• _Work to be completed_
What do the lines from the one containing "task | indicate the armchair" through the end of the entries say? Quote them exactly, and only them.

• _Given data_
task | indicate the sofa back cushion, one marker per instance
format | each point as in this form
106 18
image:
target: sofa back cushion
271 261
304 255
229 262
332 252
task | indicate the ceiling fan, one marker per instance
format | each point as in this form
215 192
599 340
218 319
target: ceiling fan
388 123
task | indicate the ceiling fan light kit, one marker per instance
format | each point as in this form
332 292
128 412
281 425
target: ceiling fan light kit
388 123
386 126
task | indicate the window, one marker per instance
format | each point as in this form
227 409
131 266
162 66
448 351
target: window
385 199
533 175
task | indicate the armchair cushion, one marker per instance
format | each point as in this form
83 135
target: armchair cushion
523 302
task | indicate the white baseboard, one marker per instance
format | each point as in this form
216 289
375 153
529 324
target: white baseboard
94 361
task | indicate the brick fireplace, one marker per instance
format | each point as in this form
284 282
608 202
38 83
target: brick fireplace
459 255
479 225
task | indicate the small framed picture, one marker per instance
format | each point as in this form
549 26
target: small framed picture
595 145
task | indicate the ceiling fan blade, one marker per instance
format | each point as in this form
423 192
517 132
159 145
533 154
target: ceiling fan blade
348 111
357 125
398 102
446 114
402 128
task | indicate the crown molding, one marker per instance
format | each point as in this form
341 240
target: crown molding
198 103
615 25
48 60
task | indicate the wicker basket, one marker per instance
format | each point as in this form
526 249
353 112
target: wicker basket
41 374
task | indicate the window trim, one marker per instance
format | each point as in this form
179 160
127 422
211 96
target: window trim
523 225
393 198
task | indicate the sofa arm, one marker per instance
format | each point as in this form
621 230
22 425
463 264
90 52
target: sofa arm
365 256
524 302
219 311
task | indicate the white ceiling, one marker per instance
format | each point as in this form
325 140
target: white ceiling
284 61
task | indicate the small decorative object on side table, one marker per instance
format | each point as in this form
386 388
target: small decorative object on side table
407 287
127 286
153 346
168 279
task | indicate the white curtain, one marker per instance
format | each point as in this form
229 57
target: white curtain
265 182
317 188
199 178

• _Exercise output_
task | indicate the armchair cushion, one marker per instance
format | each point as in this form
83 135
target: armchair cushion
523 302
task | indicate the white baseboard, one marker per instance
format | each point as in this form
216 289
375 153
529 324
target: white baseboard
94 361
task | indicate the brick fireplace, one marker per instance
format | each point as in this form
284 282
608 202
38 83
target: brick fireplace
459 255
479 225
task | indicate the small framed picture, one marker per instance
format | each point as in this form
549 26
target: small framed picture
595 145
task | indicate the ceiling fan blade, one marker per instance
format | each point as in this form
423 192
517 132
159 145
533 154
target: ceiling fan blade
348 111
357 125
398 102
446 114
402 128
task | indicate the crown molding, one marker per instance
format | each point as in this form
341 240
target: crown molding
198 103
615 25
48 60
task | indicate the wicker basket, one marker per instance
format | each point as in this form
526 249
353 112
target: wicker basket
41 374
task | indicate the window trim, one marker per instance
format | each point as in this form
179 160
127 422
211 96
target: window trim
523 225
393 198
task | indicate the sofa arm, one marker per instance
format | each point as in this form
621 230
22 425
463 264
90 52
target: sofa arm
365 256
524 302
219 311
task | indicate the white ceiling, one marker per instance
format | each point as in this form
325 140
target: white ceiling
284 61
task | indicate the small decorative object on side table, one marker per instance
format | each point as in this form
386 388
target: small decorative object on side table
407 287
127 286
153 346
168 279
task | indicate the white curtain, one marker per instance
format | each point as in this form
229 57
target: white curtain
265 182
317 188
199 178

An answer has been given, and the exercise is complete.